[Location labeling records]
☆ ☆ ☆
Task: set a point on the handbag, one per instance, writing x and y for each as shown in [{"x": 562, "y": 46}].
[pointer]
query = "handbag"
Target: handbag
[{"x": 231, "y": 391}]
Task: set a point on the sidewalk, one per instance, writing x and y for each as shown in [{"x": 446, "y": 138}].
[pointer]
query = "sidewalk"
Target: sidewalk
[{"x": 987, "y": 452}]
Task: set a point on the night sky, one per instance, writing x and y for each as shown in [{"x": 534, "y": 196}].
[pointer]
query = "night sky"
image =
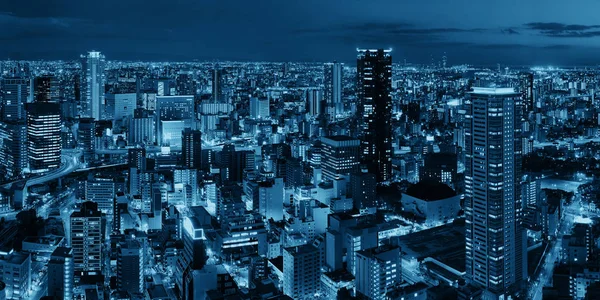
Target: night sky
[{"x": 515, "y": 32}]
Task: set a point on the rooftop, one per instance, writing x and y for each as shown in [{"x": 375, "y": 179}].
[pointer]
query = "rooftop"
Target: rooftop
[
  {"x": 493, "y": 91},
  {"x": 430, "y": 190}
]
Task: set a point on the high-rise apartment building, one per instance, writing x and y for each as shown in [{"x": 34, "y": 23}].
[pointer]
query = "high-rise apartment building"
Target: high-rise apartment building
[
  {"x": 92, "y": 85},
  {"x": 130, "y": 266},
  {"x": 191, "y": 148},
  {"x": 301, "y": 271},
  {"x": 86, "y": 139},
  {"x": 173, "y": 114},
  {"x": 60, "y": 274},
  {"x": 495, "y": 239},
  {"x": 378, "y": 270},
  {"x": 44, "y": 136},
  {"x": 86, "y": 238},
  {"x": 340, "y": 155},
  {"x": 46, "y": 89},
  {"x": 102, "y": 192},
  {"x": 374, "y": 69},
  {"x": 15, "y": 94},
  {"x": 333, "y": 76}
]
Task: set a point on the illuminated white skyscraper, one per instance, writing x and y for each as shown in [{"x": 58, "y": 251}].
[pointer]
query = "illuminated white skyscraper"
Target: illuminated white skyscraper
[
  {"x": 333, "y": 88},
  {"x": 374, "y": 69},
  {"x": 495, "y": 239},
  {"x": 92, "y": 85},
  {"x": 43, "y": 136}
]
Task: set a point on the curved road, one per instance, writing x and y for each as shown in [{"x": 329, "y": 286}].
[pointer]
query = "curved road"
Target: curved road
[{"x": 69, "y": 163}]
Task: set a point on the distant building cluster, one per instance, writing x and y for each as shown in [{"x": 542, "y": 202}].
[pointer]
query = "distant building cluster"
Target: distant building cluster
[{"x": 243, "y": 180}]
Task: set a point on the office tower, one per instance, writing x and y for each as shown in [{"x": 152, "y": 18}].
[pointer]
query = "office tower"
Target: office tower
[
  {"x": 86, "y": 239},
  {"x": 185, "y": 84},
  {"x": 259, "y": 108},
  {"x": 314, "y": 100},
  {"x": 531, "y": 190},
  {"x": 44, "y": 136},
  {"x": 142, "y": 128},
  {"x": 102, "y": 192},
  {"x": 16, "y": 92},
  {"x": 46, "y": 89},
  {"x": 173, "y": 114},
  {"x": 362, "y": 190},
  {"x": 340, "y": 155},
  {"x": 440, "y": 167},
  {"x": 136, "y": 158},
  {"x": 495, "y": 248},
  {"x": 301, "y": 271},
  {"x": 217, "y": 85},
  {"x": 60, "y": 274},
  {"x": 13, "y": 149},
  {"x": 16, "y": 274},
  {"x": 333, "y": 77},
  {"x": 360, "y": 237},
  {"x": 119, "y": 106},
  {"x": 374, "y": 69},
  {"x": 187, "y": 181},
  {"x": 92, "y": 85},
  {"x": 270, "y": 199},
  {"x": 378, "y": 270},
  {"x": 526, "y": 89},
  {"x": 130, "y": 266},
  {"x": 193, "y": 256},
  {"x": 191, "y": 148},
  {"x": 226, "y": 161},
  {"x": 86, "y": 139}
]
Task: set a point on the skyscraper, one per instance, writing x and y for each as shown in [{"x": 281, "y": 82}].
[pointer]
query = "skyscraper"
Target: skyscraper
[
  {"x": 374, "y": 69},
  {"x": 526, "y": 89},
  {"x": 13, "y": 149},
  {"x": 495, "y": 249},
  {"x": 191, "y": 148},
  {"x": 43, "y": 136},
  {"x": 301, "y": 271},
  {"x": 314, "y": 99},
  {"x": 377, "y": 271},
  {"x": 217, "y": 84},
  {"x": 333, "y": 77},
  {"x": 92, "y": 87},
  {"x": 173, "y": 114},
  {"x": 86, "y": 139},
  {"x": 130, "y": 260},
  {"x": 60, "y": 274},
  {"x": 102, "y": 192},
  {"x": 46, "y": 89},
  {"x": 340, "y": 156},
  {"x": 87, "y": 238},
  {"x": 16, "y": 92}
]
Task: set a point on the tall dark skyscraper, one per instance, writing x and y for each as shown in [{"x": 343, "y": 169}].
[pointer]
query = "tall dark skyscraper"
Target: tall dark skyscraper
[
  {"x": 191, "y": 148},
  {"x": 46, "y": 89},
  {"x": 526, "y": 89},
  {"x": 374, "y": 69},
  {"x": 92, "y": 85},
  {"x": 333, "y": 88},
  {"x": 43, "y": 136},
  {"x": 217, "y": 84},
  {"x": 495, "y": 239},
  {"x": 86, "y": 139},
  {"x": 16, "y": 92}
]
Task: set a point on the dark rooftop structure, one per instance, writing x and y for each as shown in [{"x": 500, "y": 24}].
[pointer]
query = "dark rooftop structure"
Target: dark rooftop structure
[
  {"x": 445, "y": 243},
  {"x": 430, "y": 190}
]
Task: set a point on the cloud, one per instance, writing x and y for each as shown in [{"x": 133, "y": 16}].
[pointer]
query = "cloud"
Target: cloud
[
  {"x": 554, "y": 29},
  {"x": 509, "y": 31},
  {"x": 390, "y": 28}
]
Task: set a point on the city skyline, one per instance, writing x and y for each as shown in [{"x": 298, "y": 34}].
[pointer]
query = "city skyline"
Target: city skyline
[{"x": 466, "y": 32}]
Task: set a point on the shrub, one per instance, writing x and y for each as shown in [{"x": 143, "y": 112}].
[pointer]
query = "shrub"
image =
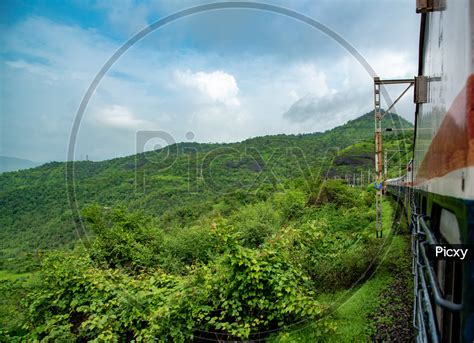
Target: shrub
[{"x": 255, "y": 223}]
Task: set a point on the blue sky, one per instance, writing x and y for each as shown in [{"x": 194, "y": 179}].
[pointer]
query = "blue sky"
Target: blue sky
[{"x": 224, "y": 75}]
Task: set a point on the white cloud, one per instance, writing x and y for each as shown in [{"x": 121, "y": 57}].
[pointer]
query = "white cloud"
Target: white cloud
[
  {"x": 216, "y": 86},
  {"x": 119, "y": 117}
]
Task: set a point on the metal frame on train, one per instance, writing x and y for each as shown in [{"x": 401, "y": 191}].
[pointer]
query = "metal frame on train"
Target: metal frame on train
[{"x": 440, "y": 209}]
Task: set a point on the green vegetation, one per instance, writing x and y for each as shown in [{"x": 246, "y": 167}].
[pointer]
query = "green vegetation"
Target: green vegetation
[{"x": 247, "y": 242}]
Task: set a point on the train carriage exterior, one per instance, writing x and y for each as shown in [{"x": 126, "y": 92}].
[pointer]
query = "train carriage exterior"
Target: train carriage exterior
[{"x": 440, "y": 179}]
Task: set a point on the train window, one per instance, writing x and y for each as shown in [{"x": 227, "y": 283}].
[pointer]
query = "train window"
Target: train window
[{"x": 423, "y": 205}]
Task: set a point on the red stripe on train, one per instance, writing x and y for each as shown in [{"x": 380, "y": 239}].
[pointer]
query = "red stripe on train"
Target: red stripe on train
[{"x": 452, "y": 147}]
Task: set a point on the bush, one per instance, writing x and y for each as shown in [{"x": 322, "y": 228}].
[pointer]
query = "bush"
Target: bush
[
  {"x": 255, "y": 223},
  {"x": 254, "y": 291},
  {"x": 123, "y": 239},
  {"x": 290, "y": 203}
]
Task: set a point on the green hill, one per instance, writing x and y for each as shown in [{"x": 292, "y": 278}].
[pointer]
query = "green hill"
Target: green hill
[
  {"x": 243, "y": 241},
  {"x": 180, "y": 183},
  {"x": 8, "y": 164}
]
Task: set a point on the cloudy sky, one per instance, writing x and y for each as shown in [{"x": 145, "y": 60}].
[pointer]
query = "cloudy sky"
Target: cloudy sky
[{"x": 223, "y": 75}]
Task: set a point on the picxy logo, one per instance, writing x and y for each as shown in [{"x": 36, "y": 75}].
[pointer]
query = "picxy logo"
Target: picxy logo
[{"x": 442, "y": 251}]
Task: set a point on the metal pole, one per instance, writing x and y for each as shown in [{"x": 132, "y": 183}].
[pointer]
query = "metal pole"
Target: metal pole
[{"x": 378, "y": 157}]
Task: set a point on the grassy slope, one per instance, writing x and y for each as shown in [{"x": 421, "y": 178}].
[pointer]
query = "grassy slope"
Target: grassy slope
☆ ☆ ☆
Retype exactly the lines from the one containing "Task: set a point on the cloudy" through the last line of the records above, including both.

Task: set a point on the cloudy sky, one per instance, writing x and y for each as shown in [{"x": 145, "y": 60}].
[pointer]
query = "cloudy sky"
Target: cloudy sky
[{"x": 223, "y": 75}]
Task: set a point on the picxy logo, one per instance, writing x and y for each as shown in [{"x": 36, "y": 75}].
[pointer]
query = "picxy logo"
Target: picxy logo
[{"x": 442, "y": 251}]
Task: set a point on the metal pole, one per instance, writing x and y for each as shown in [{"x": 132, "y": 183}].
[pointer]
query = "metal pole"
Target: metal pole
[{"x": 378, "y": 157}]
Task: set a point on the grassy slope, one per instance, writing x and y for each as shown in [{"x": 421, "y": 178}].
[pointer]
query = "grassy slope"
Target: grassy slope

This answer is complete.